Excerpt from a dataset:
# # # # #

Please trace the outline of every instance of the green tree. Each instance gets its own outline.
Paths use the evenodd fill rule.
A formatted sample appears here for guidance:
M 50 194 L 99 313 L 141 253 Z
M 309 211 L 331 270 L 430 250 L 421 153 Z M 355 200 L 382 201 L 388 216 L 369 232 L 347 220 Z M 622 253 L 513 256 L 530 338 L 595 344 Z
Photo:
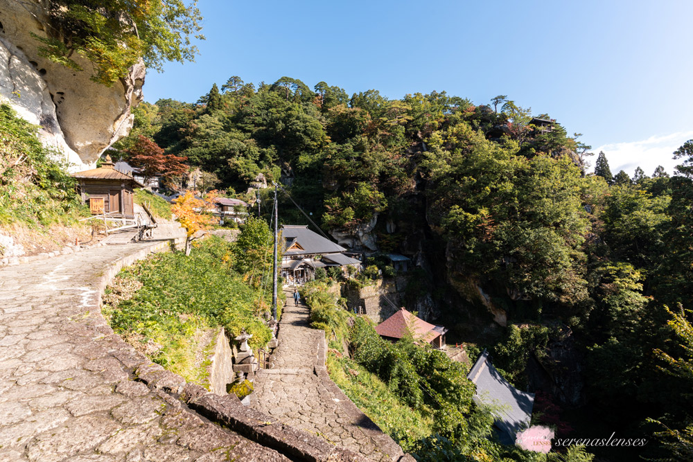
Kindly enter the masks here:
M 617 173 L 616 176 L 613 177 L 613 183 L 614 184 L 618 186 L 633 184 L 633 181 L 631 181 L 631 177 L 629 177 L 628 174 L 623 170 Z
M 229 78 L 223 85 L 221 86 L 221 91 L 224 93 L 238 93 L 243 87 L 243 80 L 238 75 L 232 75 Z
M 640 184 L 642 182 L 642 180 L 649 178 L 645 172 L 642 171 L 642 169 L 640 167 L 635 168 L 635 171 L 633 173 L 633 183 L 634 184 Z
M 654 172 L 652 174 L 653 178 L 669 178 L 669 174 L 667 171 L 664 170 L 664 167 L 662 166 L 657 166 L 657 168 L 654 169 Z
M 216 83 L 212 84 L 212 87 L 210 89 L 209 93 L 200 98 L 198 102 L 207 105 L 207 112 L 208 114 L 214 111 L 218 111 L 224 107 L 224 103 L 222 100 L 221 94 L 219 93 L 219 87 L 217 87 Z
M 491 102 L 493 105 L 493 112 L 495 112 L 496 114 L 498 114 L 498 105 L 500 105 L 500 104 L 501 104 L 502 103 L 505 103 L 507 100 L 508 100 L 507 95 L 498 95 L 498 96 L 495 96 L 495 98 L 492 98 L 491 99 Z
M 676 166 L 676 172 L 684 177 L 693 177 L 693 140 L 688 140 L 674 152 L 674 159 L 683 159 L 683 163 Z
M 76 71 L 76 53 L 94 65 L 91 80 L 110 87 L 137 60 L 161 71 L 166 61 L 192 61 L 192 38 L 204 39 L 196 1 L 50 0 L 46 38 L 35 35 L 42 56 Z
M 606 179 L 608 184 L 613 184 L 613 175 L 611 175 L 611 169 L 609 168 L 608 161 L 603 151 L 599 151 L 599 155 L 597 157 L 597 162 L 595 163 L 595 175 Z

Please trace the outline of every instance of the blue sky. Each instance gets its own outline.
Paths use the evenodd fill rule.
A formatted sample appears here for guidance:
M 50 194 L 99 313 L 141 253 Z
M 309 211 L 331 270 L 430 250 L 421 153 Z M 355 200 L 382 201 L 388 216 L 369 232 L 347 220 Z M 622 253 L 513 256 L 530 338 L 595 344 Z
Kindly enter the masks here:
M 693 138 L 693 2 L 200 0 L 193 63 L 150 71 L 145 99 L 195 101 L 231 75 L 283 75 L 390 98 L 498 94 L 602 149 L 612 171 L 669 172 Z M 594 158 L 593 158 L 593 163 Z

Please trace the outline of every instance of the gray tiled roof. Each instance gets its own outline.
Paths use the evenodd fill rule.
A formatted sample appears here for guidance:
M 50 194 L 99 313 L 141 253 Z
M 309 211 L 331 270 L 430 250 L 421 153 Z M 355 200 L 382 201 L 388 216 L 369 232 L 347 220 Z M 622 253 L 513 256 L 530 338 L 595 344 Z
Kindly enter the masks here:
M 532 420 L 534 393 L 521 391 L 511 385 L 491 364 L 486 350 L 467 378 L 477 386 L 475 400 L 494 407 L 494 424 L 499 430 L 501 443 L 514 443 L 516 434 L 528 426 Z
M 308 225 L 285 224 L 281 226 L 282 236 L 284 237 L 285 249 L 288 248 L 286 242 L 299 243 L 303 250 L 292 250 L 284 255 L 308 255 L 310 254 L 335 254 L 343 252 L 346 249 L 326 239 L 317 233 L 314 233 L 308 229 Z
M 329 254 L 327 255 L 323 255 L 322 259 L 334 262 L 336 265 L 339 265 L 340 266 L 344 266 L 346 265 L 356 265 L 356 263 L 361 263 L 356 258 L 346 256 L 344 254 Z M 329 263 L 328 263 L 328 265 L 329 265 Z

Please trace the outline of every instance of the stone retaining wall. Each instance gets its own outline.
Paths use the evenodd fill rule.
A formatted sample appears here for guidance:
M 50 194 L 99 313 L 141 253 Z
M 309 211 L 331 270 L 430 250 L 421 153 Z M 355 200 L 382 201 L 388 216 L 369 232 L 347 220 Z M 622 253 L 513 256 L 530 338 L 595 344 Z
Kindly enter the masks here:
M 360 307 L 363 310 L 362 312 L 365 312 L 374 322 L 379 323 L 396 310 L 385 298 L 387 297 L 395 306 L 401 306 L 406 285 L 406 276 L 380 279 L 374 281 L 371 285 L 360 288 L 344 285 L 343 296 L 347 300 L 349 310 L 353 311 Z
M 180 249 L 184 245 L 184 238 L 158 242 L 121 258 L 105 268 L 103 276 L 97 283 L 98 305 L 100 305 L 106 286 L 122 268 L 146 258 L 150 254 L 168 251 L 174 247 Z M 143 382 L 172 406 L 187 406 L 211 421 L 227 427 L 249 440 L 286 454 L 293 460 L 367 462 L 367 459 L 358 454 L 335 446 L 315 435 L 297 430 L 263 412 L 243 406 L 235 395 L 220 396 L 207 391 L 200 385 L 188 384 L 182 377 L 152 363 L 122 339 L 119 343 L 120 348 L 113 351 L 113 355 L 130 370 L 137 380 Z M 329 380 L 328 377 L 327 380 Z M 410 456 L 405 457 L 409 459 L 401 460 L 403 462 L 413 462 L 414 459 Z
M 227 384 L 234 381 L 234 355 L 224 328 L 219 329 L 209 348 L 209 391 L 223 396 L 227 394 Z
M 327 372 L 327 340 L 324 336 L 318 346 L 317 359 L 314 366 L 315 375 L 322 383 L 340 400 L 340 405 L 344 412 L 353 422 L 358 422 L 361 430 L 378 442 L 378 446 L 385 448 L 390 454 L 401 454 L 402 448 L 390 436 L 385 434 L 368 416 L 363 414 L 356 405 L 344 394 L 337 384 L 332 381 Z M 401 456 L 398 462 L 415 462 L 416 459 L 408 454 Z

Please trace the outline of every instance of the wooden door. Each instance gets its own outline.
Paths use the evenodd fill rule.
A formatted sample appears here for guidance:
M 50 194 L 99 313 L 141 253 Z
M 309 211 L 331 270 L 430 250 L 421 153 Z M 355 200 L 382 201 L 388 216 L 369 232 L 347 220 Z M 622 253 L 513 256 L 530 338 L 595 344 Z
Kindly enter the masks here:
M 103 213 L 103 197 L 89 197 L 89 208 L 92 215 Z
M 121 211 L 121 190 L 112 189 L 108 191 L 108 211 Z

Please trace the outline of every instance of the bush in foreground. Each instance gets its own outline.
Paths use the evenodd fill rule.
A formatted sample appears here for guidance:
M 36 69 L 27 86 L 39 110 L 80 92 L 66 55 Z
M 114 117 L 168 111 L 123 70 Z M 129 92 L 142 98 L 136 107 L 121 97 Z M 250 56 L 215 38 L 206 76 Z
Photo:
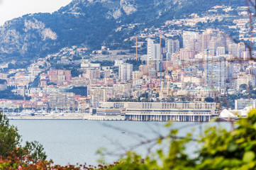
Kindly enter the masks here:
M 3 119 L 1 118 L 1 122 Z M 6 123 L 6 120 L 4 119 Z M 8 122 L 8 121 L 7 121 Z M 8 123 L 7 123 L 8 124 Z M 0 135 L 3 135 L 4 123 L 1 123 Z M 198 137 L 193 139 L 188 133 L 184 137 L 178 137 L 177 130 L 172 130 L 166 137 L 160 137 L 158 143 L 163 141 L 169 142 L 167 149 L 158 149 L 155 156 L 148 156 L 143 159 L 141 156 L 129 152 L 118 162 L 112 165 L 99 165 L 98 167 L 87 166 L 53 165 L 52 162 L 45 161 L 46 157 L 39 153 L 35 156 L 32 153 L 42 151 L 32 144 L 33 149 L 24 149 L 21 152 L 16 147 L 19 142 L 19 136 L 16 129 L 8 126 L 8 140 L 1 141 L 1 146 L 12 141 L 13 145 L 7 146 L 11 152 L 1 153 L 0 169 L 256 169 L 256 110 L 248 113 L 247 118 L 241 118 L 235 123 L 231 131 L 216 128 L 208 128 Z M 8 129 L 8 128 L 7 128 Z M 7 130 L 8 131 L 8 130 Z M 5 132 L 5 131 L 4 131 Z M 14 138 L 13 138 L 14 137 Z M 16 139 L 16 140 L 13 140 Z M 196 142 L 201 147 L 196 152 L 197 157 L 191 158 L 186 153 L 186 146 L 191 141 Z M 4 145 L 3 145 L 4 146 Z M 3 148 L 3 147 L 1 147 Z M 168 149 L 166 152 L 165 150 Z M 7 150 L 6 150 L 7 151 Z

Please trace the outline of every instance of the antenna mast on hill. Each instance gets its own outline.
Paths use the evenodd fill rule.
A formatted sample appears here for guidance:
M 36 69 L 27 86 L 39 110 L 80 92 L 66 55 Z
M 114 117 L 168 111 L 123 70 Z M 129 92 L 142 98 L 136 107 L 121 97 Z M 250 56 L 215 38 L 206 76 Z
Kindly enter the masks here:
M 138 60 L 138 35 L 136 35 L 136 61 Z

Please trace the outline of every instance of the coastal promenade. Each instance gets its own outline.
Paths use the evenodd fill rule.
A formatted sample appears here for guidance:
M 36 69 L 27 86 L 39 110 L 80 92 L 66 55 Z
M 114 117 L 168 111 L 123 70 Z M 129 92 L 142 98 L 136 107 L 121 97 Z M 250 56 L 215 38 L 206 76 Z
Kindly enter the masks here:
M 89 120 L 89 114 L 65 114 L 64 115 L 8 115 L 10 120 Z
M 125 120 L 124 116 L 96 116 L 90 114 L 64 114 L 63 115 L 8 115 L 10 120 Z

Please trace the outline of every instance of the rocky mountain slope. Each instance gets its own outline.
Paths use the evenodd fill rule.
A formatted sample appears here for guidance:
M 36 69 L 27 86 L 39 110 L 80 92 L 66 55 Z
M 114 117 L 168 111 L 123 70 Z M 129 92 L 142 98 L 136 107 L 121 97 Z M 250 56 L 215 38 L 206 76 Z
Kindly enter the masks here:
M 126 33 L 115 31 L 123 24 L 158 26 L 216 5 L 241 3 L 240 0 L 74 0 L 53 13 L 28 14 L 6 22 L 0 28 L 0 61 L 29 60 L 72 45 L 96 49 L 127 38 Z M 134 32 L 142 28 L 138 27 Z

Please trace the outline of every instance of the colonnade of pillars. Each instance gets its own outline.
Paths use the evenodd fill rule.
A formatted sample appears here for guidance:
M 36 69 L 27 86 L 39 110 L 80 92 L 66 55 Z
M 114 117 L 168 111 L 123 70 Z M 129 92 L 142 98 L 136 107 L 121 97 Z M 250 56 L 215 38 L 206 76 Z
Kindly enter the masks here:
M 126 115 L 126 120 L 133 121 L 177 121 L 177 122 L 208 122 L 210 115 Z

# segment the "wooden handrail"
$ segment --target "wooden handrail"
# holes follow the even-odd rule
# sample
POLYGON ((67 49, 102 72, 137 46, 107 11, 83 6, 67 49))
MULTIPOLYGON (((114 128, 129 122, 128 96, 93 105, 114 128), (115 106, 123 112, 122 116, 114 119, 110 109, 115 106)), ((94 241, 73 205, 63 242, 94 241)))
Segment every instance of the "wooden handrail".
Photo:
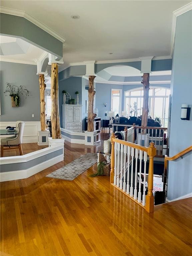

# # # # #

Output the records exactly, from the first line up to and including the line containing "M 676 166 L". Leave the pictures out.

• SOLUTION FOR THIS TASK:
Please trace the outline of every instance of the green tree. Each instance gets its own outline.
Paths use the evenodd fill rule.
A formatted sample appears here for guidance:
M 50 194 L 99 313 L 141 253 Z
M 309 211 L 331 270 L 430 250 L 421 153 Z M 355 200 L 382 201 L 388 216 L 369 232 L 347 220 Z M 622 253 L 513 256 L 530 338 L 595 344 Z
Photo:
Kindly enter the masks here:
M 617 173 L 616 176 L 613 177 L 613 183 L 614 184 L 618 186 L 633 184 L 633 181 L 631 181 L 631 177 L 629 177 L 628 174 L 623 170 Z
M 229 78 L 223 85 L 221 86 L 221 91 L 224 93 L 238 93 L 243 87 L 243 80 L 238 75 L 232 75 Z
M 640 184 L 642 182 L 642 180 L 649 178 L 645 172 L 642 171 L 642 169 L 640 167 L 635 168 L 635 171 L 633 173 L 633 183 L 634 184 Z
M 654 172 L 652 174 L 653 178 L 669 178 L 669 174 L 667 171 L 664 170 L 664 167 L 662 166 L 657 166 L 657 168 L 654 169 Z
M 216 83 L 212 84 L 212 87 L 210 89 L 209 93 L 200 98 L 198 102 L 207 105 L 207 112 L 208 114 L 214 111 L 218 111 L 224 107 L 224 103 L 222 100 L 221 94 L 219 93 L 219 87 L 217 87 Z
M 491 102 L 493 105 L 493 112 L 495 112 L 496 114 L 498 114 L 498 105 L 500 105 L 500 104 L 501 104 L 502 103 L 505 103 L 507 100 L 508 100 L 507 95 L 498 95 L 498 96 L 495 96 L 495 98 L 492 98 L 491 99 Z
M 676 166 L 676 172 L 684 177 L 693 177 L 693 140 L 688 140 L 674 152 L 674 159 L 683 159 L 683 163 Z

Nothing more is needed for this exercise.